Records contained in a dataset

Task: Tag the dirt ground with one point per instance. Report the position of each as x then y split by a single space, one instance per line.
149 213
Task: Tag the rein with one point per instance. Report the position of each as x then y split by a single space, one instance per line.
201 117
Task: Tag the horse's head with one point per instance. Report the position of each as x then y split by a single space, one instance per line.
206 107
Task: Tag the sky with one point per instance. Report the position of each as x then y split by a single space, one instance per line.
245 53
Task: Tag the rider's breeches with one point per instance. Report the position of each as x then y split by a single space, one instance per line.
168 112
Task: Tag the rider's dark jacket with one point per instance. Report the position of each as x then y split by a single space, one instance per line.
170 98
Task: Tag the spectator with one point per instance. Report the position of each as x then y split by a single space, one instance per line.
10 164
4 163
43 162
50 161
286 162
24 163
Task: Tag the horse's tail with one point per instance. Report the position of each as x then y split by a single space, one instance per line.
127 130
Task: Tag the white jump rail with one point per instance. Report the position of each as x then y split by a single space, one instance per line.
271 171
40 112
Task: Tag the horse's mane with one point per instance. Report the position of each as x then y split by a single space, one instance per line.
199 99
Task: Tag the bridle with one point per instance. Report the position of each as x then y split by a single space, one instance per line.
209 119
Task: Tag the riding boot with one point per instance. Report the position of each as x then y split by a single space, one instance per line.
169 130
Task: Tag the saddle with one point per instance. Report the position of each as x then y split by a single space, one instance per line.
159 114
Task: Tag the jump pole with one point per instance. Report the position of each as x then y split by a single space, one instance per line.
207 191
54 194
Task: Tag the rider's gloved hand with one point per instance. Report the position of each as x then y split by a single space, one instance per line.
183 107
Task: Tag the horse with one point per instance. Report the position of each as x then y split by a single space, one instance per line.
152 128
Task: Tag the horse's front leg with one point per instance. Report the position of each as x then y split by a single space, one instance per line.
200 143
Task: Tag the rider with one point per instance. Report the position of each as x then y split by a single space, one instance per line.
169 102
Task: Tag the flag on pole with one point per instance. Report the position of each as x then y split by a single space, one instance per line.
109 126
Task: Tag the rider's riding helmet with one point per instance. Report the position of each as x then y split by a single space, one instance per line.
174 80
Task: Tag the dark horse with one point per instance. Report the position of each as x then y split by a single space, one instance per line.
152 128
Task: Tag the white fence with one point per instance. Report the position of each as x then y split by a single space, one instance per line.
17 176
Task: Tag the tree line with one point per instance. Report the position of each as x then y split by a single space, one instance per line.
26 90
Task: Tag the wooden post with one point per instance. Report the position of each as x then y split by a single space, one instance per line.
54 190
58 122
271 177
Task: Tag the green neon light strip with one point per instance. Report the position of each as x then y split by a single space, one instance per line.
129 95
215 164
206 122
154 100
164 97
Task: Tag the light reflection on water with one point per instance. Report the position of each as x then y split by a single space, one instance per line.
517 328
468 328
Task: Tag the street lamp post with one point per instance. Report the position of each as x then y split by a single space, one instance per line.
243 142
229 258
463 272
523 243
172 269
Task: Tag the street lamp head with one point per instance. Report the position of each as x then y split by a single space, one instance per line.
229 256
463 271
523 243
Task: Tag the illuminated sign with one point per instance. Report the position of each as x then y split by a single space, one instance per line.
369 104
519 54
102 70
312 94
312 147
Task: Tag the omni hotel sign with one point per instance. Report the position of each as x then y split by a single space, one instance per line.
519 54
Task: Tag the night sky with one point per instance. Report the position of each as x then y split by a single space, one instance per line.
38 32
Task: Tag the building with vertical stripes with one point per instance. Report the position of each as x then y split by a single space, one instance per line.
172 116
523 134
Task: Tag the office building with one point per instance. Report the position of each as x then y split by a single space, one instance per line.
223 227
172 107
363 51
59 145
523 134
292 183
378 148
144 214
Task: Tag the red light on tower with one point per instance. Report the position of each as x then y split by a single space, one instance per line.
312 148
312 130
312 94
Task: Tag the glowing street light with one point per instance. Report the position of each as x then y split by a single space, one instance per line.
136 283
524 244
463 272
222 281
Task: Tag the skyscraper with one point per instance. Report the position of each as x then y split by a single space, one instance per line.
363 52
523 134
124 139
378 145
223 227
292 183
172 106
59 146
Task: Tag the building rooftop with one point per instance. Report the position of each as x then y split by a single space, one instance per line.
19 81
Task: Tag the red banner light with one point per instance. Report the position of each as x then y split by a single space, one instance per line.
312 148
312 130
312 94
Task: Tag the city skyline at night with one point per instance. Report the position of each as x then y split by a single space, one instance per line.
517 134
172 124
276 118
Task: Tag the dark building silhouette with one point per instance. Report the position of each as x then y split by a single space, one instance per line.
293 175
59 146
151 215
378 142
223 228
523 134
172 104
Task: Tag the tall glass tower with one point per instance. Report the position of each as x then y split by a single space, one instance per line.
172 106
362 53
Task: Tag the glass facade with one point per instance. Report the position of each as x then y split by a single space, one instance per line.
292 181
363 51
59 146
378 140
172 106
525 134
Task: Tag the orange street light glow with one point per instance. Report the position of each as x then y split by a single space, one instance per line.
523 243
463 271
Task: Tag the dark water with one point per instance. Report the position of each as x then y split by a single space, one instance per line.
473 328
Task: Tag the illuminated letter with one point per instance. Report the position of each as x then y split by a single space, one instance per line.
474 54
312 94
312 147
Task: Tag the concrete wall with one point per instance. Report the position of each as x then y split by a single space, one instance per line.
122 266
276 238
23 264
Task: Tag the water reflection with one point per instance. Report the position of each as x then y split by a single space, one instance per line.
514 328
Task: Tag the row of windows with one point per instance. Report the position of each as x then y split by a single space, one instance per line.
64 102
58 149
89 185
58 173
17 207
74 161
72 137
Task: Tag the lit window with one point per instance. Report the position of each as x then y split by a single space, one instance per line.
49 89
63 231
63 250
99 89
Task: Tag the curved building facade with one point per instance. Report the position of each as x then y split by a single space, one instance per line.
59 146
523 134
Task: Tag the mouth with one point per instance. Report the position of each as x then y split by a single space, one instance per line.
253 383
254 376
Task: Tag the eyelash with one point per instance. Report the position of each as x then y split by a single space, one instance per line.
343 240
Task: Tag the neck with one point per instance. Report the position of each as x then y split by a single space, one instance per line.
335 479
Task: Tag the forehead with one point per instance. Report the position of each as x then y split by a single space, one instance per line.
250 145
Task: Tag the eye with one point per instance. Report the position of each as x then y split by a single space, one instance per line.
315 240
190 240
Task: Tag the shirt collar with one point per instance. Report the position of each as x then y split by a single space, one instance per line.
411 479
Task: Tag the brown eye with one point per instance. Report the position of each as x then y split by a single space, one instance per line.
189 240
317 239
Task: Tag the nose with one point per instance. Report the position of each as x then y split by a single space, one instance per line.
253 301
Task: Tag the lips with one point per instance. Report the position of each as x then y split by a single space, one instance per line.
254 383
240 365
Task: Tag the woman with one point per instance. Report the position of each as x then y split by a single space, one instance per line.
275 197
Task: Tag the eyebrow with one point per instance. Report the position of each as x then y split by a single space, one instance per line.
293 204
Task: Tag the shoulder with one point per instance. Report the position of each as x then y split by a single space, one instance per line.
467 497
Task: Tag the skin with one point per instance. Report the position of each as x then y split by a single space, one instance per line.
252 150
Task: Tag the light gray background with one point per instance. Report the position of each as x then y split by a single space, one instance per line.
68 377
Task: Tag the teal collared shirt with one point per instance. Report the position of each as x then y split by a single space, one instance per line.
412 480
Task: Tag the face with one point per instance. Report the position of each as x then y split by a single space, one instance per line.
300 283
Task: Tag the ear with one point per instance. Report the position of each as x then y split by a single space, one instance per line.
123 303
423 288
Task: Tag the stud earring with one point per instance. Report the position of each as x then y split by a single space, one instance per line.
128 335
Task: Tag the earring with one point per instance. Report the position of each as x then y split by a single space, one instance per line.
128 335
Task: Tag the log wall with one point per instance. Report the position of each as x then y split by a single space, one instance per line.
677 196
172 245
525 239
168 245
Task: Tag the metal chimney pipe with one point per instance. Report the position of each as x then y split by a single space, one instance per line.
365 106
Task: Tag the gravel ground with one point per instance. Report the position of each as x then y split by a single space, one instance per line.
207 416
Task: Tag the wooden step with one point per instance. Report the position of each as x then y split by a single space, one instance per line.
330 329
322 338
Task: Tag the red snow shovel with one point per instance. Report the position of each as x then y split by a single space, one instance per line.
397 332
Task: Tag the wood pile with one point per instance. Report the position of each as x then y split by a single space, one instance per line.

**WORK ORDER**:
Find the line that contains "Task: Tag the wooden step". Write out that line and every line after it through the end of the data, exactly, and nothing else.

**RESULT FOR THIS EXERCISE**:
Task: Tag the wooden step with one point per instance. Report the position of each as x then y split by a single space, one instance per line.
330 329
322 338
Task: Tag the red snow shovel with one point per instance. Report the position of each as x then y split by a single space, one instance per line.
397 332
Task: Tag the wood pile with one point per instance. Report the position of each as x then y split by a single space, one instance per line.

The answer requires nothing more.